----- Input rows

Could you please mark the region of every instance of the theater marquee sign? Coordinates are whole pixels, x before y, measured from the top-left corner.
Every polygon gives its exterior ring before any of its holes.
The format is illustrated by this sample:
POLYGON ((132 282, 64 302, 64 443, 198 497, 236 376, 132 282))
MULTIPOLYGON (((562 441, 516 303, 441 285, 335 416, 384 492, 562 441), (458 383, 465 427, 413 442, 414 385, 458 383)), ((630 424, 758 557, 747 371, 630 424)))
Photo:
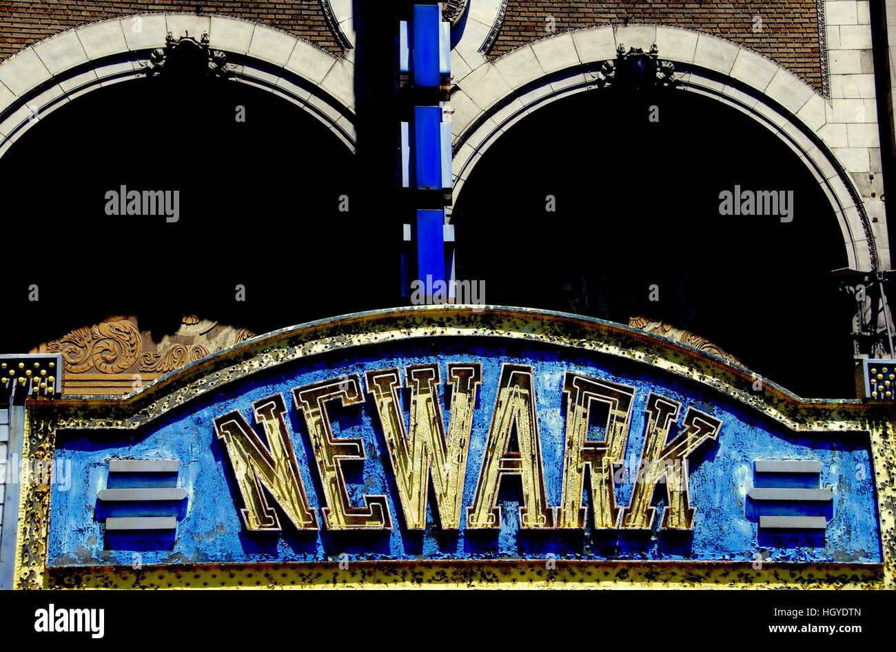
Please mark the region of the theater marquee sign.
POLYGON ((349 315, 30 403, 33 587, 893 586, 892 405, 617 324, 349 315))

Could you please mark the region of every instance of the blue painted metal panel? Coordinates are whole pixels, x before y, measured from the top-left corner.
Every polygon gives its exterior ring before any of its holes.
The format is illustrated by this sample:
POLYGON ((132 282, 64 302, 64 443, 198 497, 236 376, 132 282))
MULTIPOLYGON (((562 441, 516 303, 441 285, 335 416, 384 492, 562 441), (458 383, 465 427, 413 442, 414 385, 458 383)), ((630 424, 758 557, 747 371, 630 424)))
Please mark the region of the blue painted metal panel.
POLYGON ((398 26, 398 72, 410 74, 410 25, 401 21, 398 26))
POLYGON ((418 279, 431 287, 432 282, 444 280, 444 214, 442 210, 417 211, 418 279))
POLYGON ((439 85, 439 23, 436 4, 414 5, 414 84, 423 88, 439 85))
MULTIPOLYGON (((444 400, 444 387, 440 392, 444 400)), ((444 418, 447 427, 447 410, 444 418)), ((228 383, 217 393, 200 396, 138 432, 61 431, 56 435, 56 456, 57 464, 71 463, 73 484, 67 490, 58 484, 53 485, 48 542, 51 565, 133 563, 132 551, 107 549, 102 525, 94 516, 97 493, 106 486, 108 461, 114 458, 182 460, 179 485, 188 493, 185 515, 173 540, 161 549, 142 552, 142 562, 146 564, 323 561, 338 559, 343 553, 349 559, 367 560, 421 556, 495 559, 502 555, 543 559, 553 553, 570 559, 751 562, 762 549, 770 552, 771 561, 781 562, 876 563, 882 558, 874 474, 866 433, 791 432, 695 382, 633 361, 537 342, 433 338, 332 351, 228 383), (238 489, 227 452, 215 435, 216 416, 239 410, 252 423, 252 402, 280 393, 286 402, 299 473, 311 504, 319 510, 319 479, 309 459, 308 433, 293 405, 290 390, 349 373, 363 376, 372 369, 403 369, 408 365, 427 363, 439 364, 445 378, 448 361, 482 365, 483 382, 473 414, 464 485, 465 506, 472 502, 483 461, 501 366, 504 363, 522 364, 533 368, 546 493, 551 505, 558 504, 562 484, 564 372, 636 388, 625 454, 629 467, 636 467, 643 442, 648 392, 658 392, 720 419, 723 425, 718 440, 707 442, 690 458, 691 505, 696 510, 693 531, 522 531, 517 522, 520 497, 509 486, 499 498, 502 523, 498 531, 470 532, 465 529, 465 521, 460 531, 441 530, 430 501, 427 520, 431 527, 423 532, 408 532, 402 525, 388 450, 369 397, 360 406, 333 409, 330 416, 336 436, 360 437, 366 450, 363 470, 348 478, 351 500, 361 504, 363 494, 386 495, 394 528, 363 535, 325 530, 300 535, 289 526, 280 534, 245 529, 237 507, 238 489), (813 459, 821 463, 820 486, 831 485, 834 491, 826 531, 794 534, 759 530, 758 515, 746 497, 755 485, 756 459, 813 459)), ((629 476, 634 475, 632 472, 629 476)), ((616 491, 617 502, 627 504, 631 494, 632 485, 622 484, 616 491)), ((587 505, 587 495, 584 499, 587 505)))
POLYGON ((451 123, 442 123, 442 187, 452 188, 451 123))
POLYGON ((451 79, 451 23, 439 23, 439 74, 451 79))
POLYGON ((414 159, 417 187, 421 190, 440 190, 442 188, 441 107, 414 107, 414 159))

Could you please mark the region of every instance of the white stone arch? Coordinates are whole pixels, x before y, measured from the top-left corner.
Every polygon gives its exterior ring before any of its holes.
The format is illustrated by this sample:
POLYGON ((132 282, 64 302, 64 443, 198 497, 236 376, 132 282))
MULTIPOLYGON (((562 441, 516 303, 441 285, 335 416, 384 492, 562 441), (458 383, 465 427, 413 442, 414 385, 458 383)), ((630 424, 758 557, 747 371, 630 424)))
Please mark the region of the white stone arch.
POLYGON ((868 217, 869 212, 876 217, 880 207, 866 206, 850 176, 866 168, 854 164, 854 148, 838 147, 842 143, 837 130, 846 130, 850 121, 843 118, 849 116, 837 116, 830 100, 765 56, 680 28, 607 25, 566 32, 455 77, 451 96, 455 199, 485 151, 516 122, 547 103, 598 89, 599 65, 616 57, 620 43, 626 50, 635 47, 645 52, 656 43, 659 58, 675 63, 679 89, 750 116, 786 142, 827 195, 849 267, 889 269, 885 220, 868 217))
POLYGON ((146 74, 168 32, 209 35, 237 82, 296 104, 355 150, 354 64, 306 40, 219 15, 145 13, 92 22, 21 50, 0 64, 0 157, 39 118, 82 95, 146 74))

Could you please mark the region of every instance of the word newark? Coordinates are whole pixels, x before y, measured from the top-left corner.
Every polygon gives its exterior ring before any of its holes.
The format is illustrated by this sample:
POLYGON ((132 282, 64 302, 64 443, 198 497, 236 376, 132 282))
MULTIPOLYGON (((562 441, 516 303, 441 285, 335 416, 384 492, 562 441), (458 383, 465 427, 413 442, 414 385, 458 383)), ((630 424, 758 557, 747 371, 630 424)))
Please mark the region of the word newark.
MULTIPOLYGON (((461 525, 463 480, 467 468, 476 395, 482 379, 478 363, 449 363, 451 412, 447 432, 442 417, 438 365, 405 368, 404 388, 410 390, 410 419, 406 427, 397 368, 368 371, 366 393, 379 416, 389 450, 404 519, 409 529, 426 525, 429 478, 435 489, 438 517, 444 529, 461 525)), ((582 492, 585 470, 590 470, 590 504, 596 528, 647 529, 652 527, 656 509, 651 506, 659 483, 666 487, 662 527, 690 529, 691 509, 687 485, 687 457, 707 440, 719 434, 721 421, 688 408, 680 433, 668 441, 681 403, 650 392, 647 398, 646 433, 641 453, 642 468, 632 493, 631 504, 618 507, 613 484, 614 466, 622 462, 635 389, 608 381, 566 373, 565 450, 561 504, 549 507, 538 440, 535 382, 532 368, 505 364, 502 367, 485 457, 472 505, 467 510, 467 528, 495 528, 501 525, 496 505, 501 481, 519 476, 523 504, 520 524, 526 528, 582 528, 585 507, 582 492), (599 442, 588 439, 592 410, 607 412, 607 427, 599 442), (516 446, 513 446, 513 435, 516 446)), ((333 436, 327 406, 365 402, 358 373, 315 382, 292 390, 297 409, 304 416, 312 453, 321 477, 321 501, 327 528, 381 529, 392 528, 385 496, 364 495, 363 506, 351 503, 341 464, 366 459, 359 438, 333 436)), ((293 525, 317 529, 317 514, 308 503, 298 472, 296 454, 285 418, 283 397, 275 394, 253 404, 255 419, 265 432, 267 445, 238 411, 215 419, 218 438, 223 440, 245 508, 241 510, 250 530, 280 530, 277 512, 268 503, 266 490, 293 525)), ((435 511, 435 510, 434 510, 435 511)))

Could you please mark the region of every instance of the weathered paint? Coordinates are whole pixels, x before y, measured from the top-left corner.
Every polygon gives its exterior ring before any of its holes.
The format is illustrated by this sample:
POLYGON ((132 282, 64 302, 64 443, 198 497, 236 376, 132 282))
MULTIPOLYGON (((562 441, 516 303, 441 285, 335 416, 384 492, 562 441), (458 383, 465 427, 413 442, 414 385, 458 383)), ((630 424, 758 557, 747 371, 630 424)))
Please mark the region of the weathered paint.
MULTIPOLYGON (((833 583, 876 581, 877 564, 887 561, 892 538, 888 533, 888 543, 882 551, 878 520, 882 515, 878 513, 874 490, 874 478, 881 482, 881 471, 878 468, 875 474, 869 443, 876 442, 875 437, 889 436, 888 419, 882 418, 885 413, 875 417, 878 413, 867 412, 866 407, 857 401, 805 401, 768 382, 758 396, 751 395, 742 389, 752 379, 748 372, 661 338, 633 333, 616 325, 586 323, 590 337, 578 339, 575 335, 583 322, 589 321, 507 309, 486 311, 485 314, 457 309, 398 311, 386 316, 378 313, 361 320, 366 332, 360 339, 350 332, 358 330, 357 326, 347 328, 345 323, 334 321, 289 334, 266 336, 267 341, 256 340, 240 347, 242 350, 225 352, 222 357, 237 361, 228 372, 246 370, 244 373, 228 373, 223 380, 229 382, 225 387, 218 386, 221 369, 226 369, 220 365, 224 361, 212 358, 161 379, 156 387, 147 388, 142 397, 138 394, 116 401, 71 401, 70 412, 57 411, 52 424, 46 415, 32 423, 47 436, 46 440, 32 438, 32 444, 36 444, 32 450, 46 452, 55 434, 57 459, 71 459, 76 468, 73 476, 82 478, 71 492, 54 489, 48 540, 45 539, 49 546, 47 562, 50 566, 96 566, 93 572, 72 570, 75 574, 83 573, 85 583, 92 581, 90 577, 108 579, 108 573, 127 572, 125 569, 116 571, 103 567, 129 567, 134 563, 134 551, 104 549, 100 525, 92 516, 96 491, 104 485, 108 461, 121 456, 181 459, 180 485, 190 493, 171 549, 140 551, 143 564, 270 564, 336 560, 345 553, 343 559, 418 560, 416 563, 423 563, 419 560, 443 560, 445 564, 448 560, 544 560, 556 555, 558 559, 597 562, 607 560, 606 563, 616 566, 625 563, 620 560, 686 562, 686 566, 697 561, 745 563, 754 562, 757 553, 768 557, 762 553, 768 551, 772 563, 802 562, 813 564, 813 568, 831 562, 842 564, 831 568, 842 568, 846 575, 825 575, 833 583), (398 323, 404 328, 415 319, 420 322, 419 330, 409 337, 394 337, 396 331, 401 330, 396 329, 398 323), (502 320, 501 327, 495 328, 502 320), (339 334, 333 337, 337 329, 339 334), (320 332, 322 330, 324 332, 320 332), (383 333, 392 335, 380 338, 383 333), (626 339, 629 341, 624 341, 626 339), (390 340, 390 344, 383 343, 390 340), (286 342, 288 346, 282 347, 286 342), (321 342, 326 342, 326 346, 321 346, 321 342), (368 346, 349 347, 362 344, 368 346), (257 360, 264 362, 256 365, 257 360), (307 435, 302 419, 292 409, 290 389, 348 373, 403 367, 425 361, 439 362, 444 377, 446 362, 474 360, 483 365, 483 383, 474 417, 465 483, 466 505, 470 503, 482 461, 482 445, 491 418, 500 364, 515 361, 535 368, 546 488, 552 505, 557 504, 562 469, 564 371, 616 380, 637 388, 626 458, 640 450, 642 407, 650 390, 680 400, 685 408, 694 407, 720 418, 724 425, 718 441, 707 442, 692 457, 691 502, 697 510, 693 534, 591 532, 590 528, 584 532, 521 533, 514 523, 515 496, 506 491, 500 532, 442 532, 430 523, 424 533, 409 533, 401 527, 401 511, 388 458, 380 459, 384 444, 369 399, 354 414, 351 410, 334 410, 334 431, 337 435, 362 437, 365 442, 367 460, 363 473, 354 478, 353 500, 358 502, 361 493, 385 493, 396 528, 380 534, 324 531, 310 536, 290 531, 289 526, 280 536, 243 530, 234 504, 235 498, 239 502, 238 493, 235 493, 227 459, 222 459, 213 436, 214 416, 236 408, 251 417, 253 400, 282 392, 289 409, 289 426, 303 481, 312 504, 317 506, 317 479, 314 465, 309 466, 306 455, 307 435), (211 379, 215 382, 210 382, 211 379), (54 432, 56 425, 62 427, 54 432), (103 426, 108 429, 96 430, 103 426), (123 432, 123 427, 130 430, 123 432), (92 430, 83 432, 83 428, 92 430), (809 432, 814 430, 828 432, 809 432), (831 432, 839 430, 858 432, 831 432), (869 431, 879 434, 869 437, 869 431), (822 486, 831 485, 835 493, 831 522, 822 539, 817 535, 781 538, 757 533, 755 510, 750 509, 745 498, 754 485, 753 462, 757 459, 809 459, 822 462, 822 486), (79 474, 78 469, 85 473, 79 474), (862 573, 863 579, 849 575, 849 569, 861 568, 863 564, 868 568, 867 573, 862 573)), ((35 410, 35 414, 38 412, 35 410)), ((879 450, 876 454, 880 458, 879 450)), ((39 490, 32 487, 30 496, 31 509, 38 510, 47 498, 39 490)), ((630 491, 629 486, 620 488, 620 504, 627 503, 630 491)), ((29 509, 27 503, 23 507, 29 509)), ((882 518, 892 519, 892 513, 888 511, 882 518)), ((37 527, 23 533, 30 535, 31 545, 22 550, 22 584, 29 579, 40 581, 42 574, 33 563, 28 563, 41 554, 42 528, 40 519, 37 520, 37 527)), ((23 539, 29 540, 29 536, 23 539)), ((525 562, 518 563, 520 568, 525 566, 525 562)), ((745 563, 745 567, 749 569, 750 564, 745 563)), ((711 581, 714 577, 715 583, 719 583, 718 567, 708 568, 711 570, 704 579, 711 581)), ((726 572, 729 571, 730 568, 726 572)), ((70 584, 73 576, 65 569, 54 570, 51 576, 59 578, 60 573, 68 578, 65 584, 70 584)), ((294 576, 290 577, 294 579, 294 576)), ((781 579, 776 576, 775 581, 781 579)), ((787 583, 786 579, 783 581, 787 583)), ((752 582, 745 580, 746 583, 752 582)))
MULTIPOLYGON (((135 433, 63 432, 56 436, 57 464, 72 464, 75 485, 69 491, 54 485, 51 499, 50 565, 125 564, 134 550, 143 563, 178 562, 248 562, 324 561, 340 553, 357 559, 489 559, 494 557, 581 559, 646 559, 695 561, 753 561, 769 549, 775 561, 881 561, 877 536, 868 437, 866 433, 798 434, 768 419, 758 418, 730 399, 706 391, 697 383, 657 374, 644 365, 601 356, 581 356, 556 347, 504 344, 464 339, 462 342, 415 341, 379 346, 347 356, 332 353, 304 364, 292 363, 231 383, 213 395, 169 412, 157 423, 135 433), (430 351, 437 351, 433 355, 430 351), (401 525, 392 531, 307 533, 284 528, 282 536, 245 530, 235 502, 240 503, 226 451, 215 436, 213 419, 240 410, 251 419, 251 405, 272 394, 282 394, 289 410, 302 480, 314 507, 321 507, 314 463, 308 459, 306 425, 297 416, 290 390, 352 373, 429 362, 478 361, 482 364, 480 398, 474 414, 470 463, 464 484, 464 504, 473 493, 482 466, 503 363, 532 365, 535 372, 541 450, 548 503, 560 502, 563 472, 564 408, 563 379, 566 371, 637 388, 626 460, 633 475, 642 445, 643 407, 654 391, 721 419, 718 442, 709 442, 691 462, 691 503, 697 509, 693 533, 680 532, 521 532, 517 522, 519 499, 504 487, 499 532, 462 529, 442 532, 433 521, 429 502, 427 528, 421 535, 401 525), (300 433, 300 435, 298 434, 300 433), (123 436, 124 435, 124 436, 123 436), (185 517, 177 527, 171 549, 134 541, 125 549, 109 550, 103 527, 94 518, 97 493, 106 487, 108 461, 116 458, 177 459, 182 460, 181 486, 189 494, 185 517), (632 459, 633 458, 633 459, 632 459), (836 499, 826 536, 822 533, 789 537, 758 533, 756 515, 747 507, 754 486, 755 459, 813 459, 822 463, 823 485, 834 487, 836 499), (857 476, 863 478, 857 479, 857 476)), ((445 411, 447 412, 447 411, 445 411)), ((364 493, 388 496, 393 519, 401 513, 385 443, 373 400, 358 409, 331 407, 336 436, 360 437, 367 459, 363 473, 349 477, 353 504, 364 493)), ((446 419, 447 414, 444 414, 446 419)), ((512 484, 512 483, 505 483, 512 484)), ((618 504, 628 504, 632 486, 625 483, 618 504)), ((396 519, 401 523, 401 519, 396 519)), ((167 547, 167 546, 166 546, 167 547)))

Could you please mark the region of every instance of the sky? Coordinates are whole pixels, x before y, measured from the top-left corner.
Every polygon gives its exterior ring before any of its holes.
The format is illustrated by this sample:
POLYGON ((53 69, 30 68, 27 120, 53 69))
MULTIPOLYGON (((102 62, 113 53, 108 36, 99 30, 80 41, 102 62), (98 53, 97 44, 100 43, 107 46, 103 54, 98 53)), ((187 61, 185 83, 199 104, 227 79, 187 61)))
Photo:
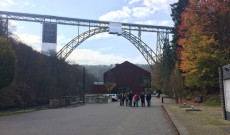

----------

To do: Could you rewrite the material starting at the line that contains "of the sky?" and ending at the close of the material, swapping "exterior ring" for "outer boundary" and changing nothing else, with the pictures left out?

The response:
Could you please mark the region of every instance of the sky? Coordinates are whole pixels, x before y, measured from the top-left corner.
Every polygon gives its outer boundary before any of its holes.
The format is illustrated by this sample:
POLYGON ((53 69, 30 68, 27 120, 53 69))
MULTIPOLYGON (((102 62, 113 53, 108 36, 99 30, 80 41, 102 62), (98 53, 97 44, 100 43, 107 46, 103 54, 98 53)), ((187 61, 185 83, 199 104, 227 79, 187 61)))
Photo:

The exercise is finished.